SOURCE PASSAGE
# Did Forever Root Take?



## NateDogg11 (Jun 15, 2011)

I have used DroidTh3ory & DHacker's script to fix my phone from a few soft bricks. I always choose to apply the Forever Root when rooting the phone. I haven't had any problems (knock on wood) but when I go into the system folder, I don't see the lines that start off CHMOD 755...

Does this mean the Forever Root didn't take? I don't want to mess around with my phone for no reason, but I also don't want to risk losing root.

Can anyone suggest an easy way to check? Is it as simple as checking with Root Explorer? If so, then I might have an issue.

Thanks for any help.


----------



## xkape (Aug 28, 2011)

If you can go into root explorer then you are rootrd id say.


----------



## xkape (Aug 28, 2011)

Hell if you are using a ROM your rooted. No root, no joy


----------



## G8orDroid (Aug 12, 2011)

The Forever Root hack is really only necessary if you are running stock/rooted. If you're on a non-stock ROM, you're not going to get an update that would remove root anyway. if you're stock and want to verify the hack, use Root Explorer (or comparable file manager) and navigate to /system/bin, find the mount_ext3.sh file and verify that the following 3 lines are at the end of the file.

chmod 4755 /system/bin/su
chmod 4755 /system/xbin/su
chmod 755 /system/app/Superuser.apk


----------



## Flazell (Oct 13, 2011)

Check super user?


----------

BRIEF 1
Repeat word for word the passage of the forum thread above, starting with "I have used" and going on through "have an issue.".

RECORDS TO PROCESS
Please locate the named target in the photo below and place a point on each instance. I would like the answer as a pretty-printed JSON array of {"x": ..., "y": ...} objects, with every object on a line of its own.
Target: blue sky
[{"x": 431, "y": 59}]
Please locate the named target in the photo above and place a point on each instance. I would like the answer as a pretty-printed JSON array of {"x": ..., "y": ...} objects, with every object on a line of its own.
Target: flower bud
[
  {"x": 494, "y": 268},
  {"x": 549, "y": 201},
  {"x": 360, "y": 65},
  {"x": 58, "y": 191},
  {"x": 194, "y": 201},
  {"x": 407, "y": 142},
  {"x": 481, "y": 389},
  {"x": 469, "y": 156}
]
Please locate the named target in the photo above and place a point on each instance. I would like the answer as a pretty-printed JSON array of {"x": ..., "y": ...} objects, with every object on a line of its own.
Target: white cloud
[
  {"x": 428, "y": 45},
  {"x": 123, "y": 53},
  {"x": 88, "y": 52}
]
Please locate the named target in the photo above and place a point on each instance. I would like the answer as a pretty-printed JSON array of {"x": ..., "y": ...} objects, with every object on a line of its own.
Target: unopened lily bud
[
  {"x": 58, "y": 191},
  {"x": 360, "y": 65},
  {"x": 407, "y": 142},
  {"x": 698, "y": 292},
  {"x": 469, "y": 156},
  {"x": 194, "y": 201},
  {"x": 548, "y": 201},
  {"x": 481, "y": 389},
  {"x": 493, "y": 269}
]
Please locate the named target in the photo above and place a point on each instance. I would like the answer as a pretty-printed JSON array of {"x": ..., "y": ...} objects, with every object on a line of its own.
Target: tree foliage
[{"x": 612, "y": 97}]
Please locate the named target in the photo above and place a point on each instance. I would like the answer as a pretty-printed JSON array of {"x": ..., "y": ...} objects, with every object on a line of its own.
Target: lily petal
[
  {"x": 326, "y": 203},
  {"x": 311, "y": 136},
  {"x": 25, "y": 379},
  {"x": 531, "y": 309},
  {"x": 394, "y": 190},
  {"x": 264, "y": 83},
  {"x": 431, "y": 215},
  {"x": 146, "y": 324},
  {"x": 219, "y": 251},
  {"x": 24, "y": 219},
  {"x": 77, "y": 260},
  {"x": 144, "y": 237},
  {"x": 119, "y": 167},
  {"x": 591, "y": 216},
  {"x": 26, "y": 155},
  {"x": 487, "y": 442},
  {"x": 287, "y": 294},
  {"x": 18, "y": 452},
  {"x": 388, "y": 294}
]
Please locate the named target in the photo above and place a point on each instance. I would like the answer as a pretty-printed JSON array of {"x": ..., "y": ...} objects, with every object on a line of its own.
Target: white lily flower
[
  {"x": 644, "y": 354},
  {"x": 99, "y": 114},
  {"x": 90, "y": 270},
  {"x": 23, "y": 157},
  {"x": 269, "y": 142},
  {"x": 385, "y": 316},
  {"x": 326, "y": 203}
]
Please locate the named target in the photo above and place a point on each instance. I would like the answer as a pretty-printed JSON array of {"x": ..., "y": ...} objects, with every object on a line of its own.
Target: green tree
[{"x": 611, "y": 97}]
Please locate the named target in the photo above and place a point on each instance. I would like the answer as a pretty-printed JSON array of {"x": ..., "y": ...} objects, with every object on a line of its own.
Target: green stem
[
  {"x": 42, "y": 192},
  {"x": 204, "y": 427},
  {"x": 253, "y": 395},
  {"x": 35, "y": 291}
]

BRIEF 2
Pick out each line of the records that contains the string "flower".

CORRECT OUTPUT 1
I have used DroidTh3ory & DHacker's script to fix my phone from a few soft bricks. I always choose to apply the Forever Root when rooting the phone. I haven't had any problems (knock on wood) but when I go into the system folder, I don't see the lines that start off CHMOD 755...

Does this mean the Forever Root didn't take? I don't want to mess around with my phone for no reason, but I also don't want to risk losing root.

Can anyone suggest an easy way to check? Is it as simple as checking with Root Explorer? If so, then I might have an issue.

CORRECT OUTPUT 2
Target: flower bud
Target: white lily flower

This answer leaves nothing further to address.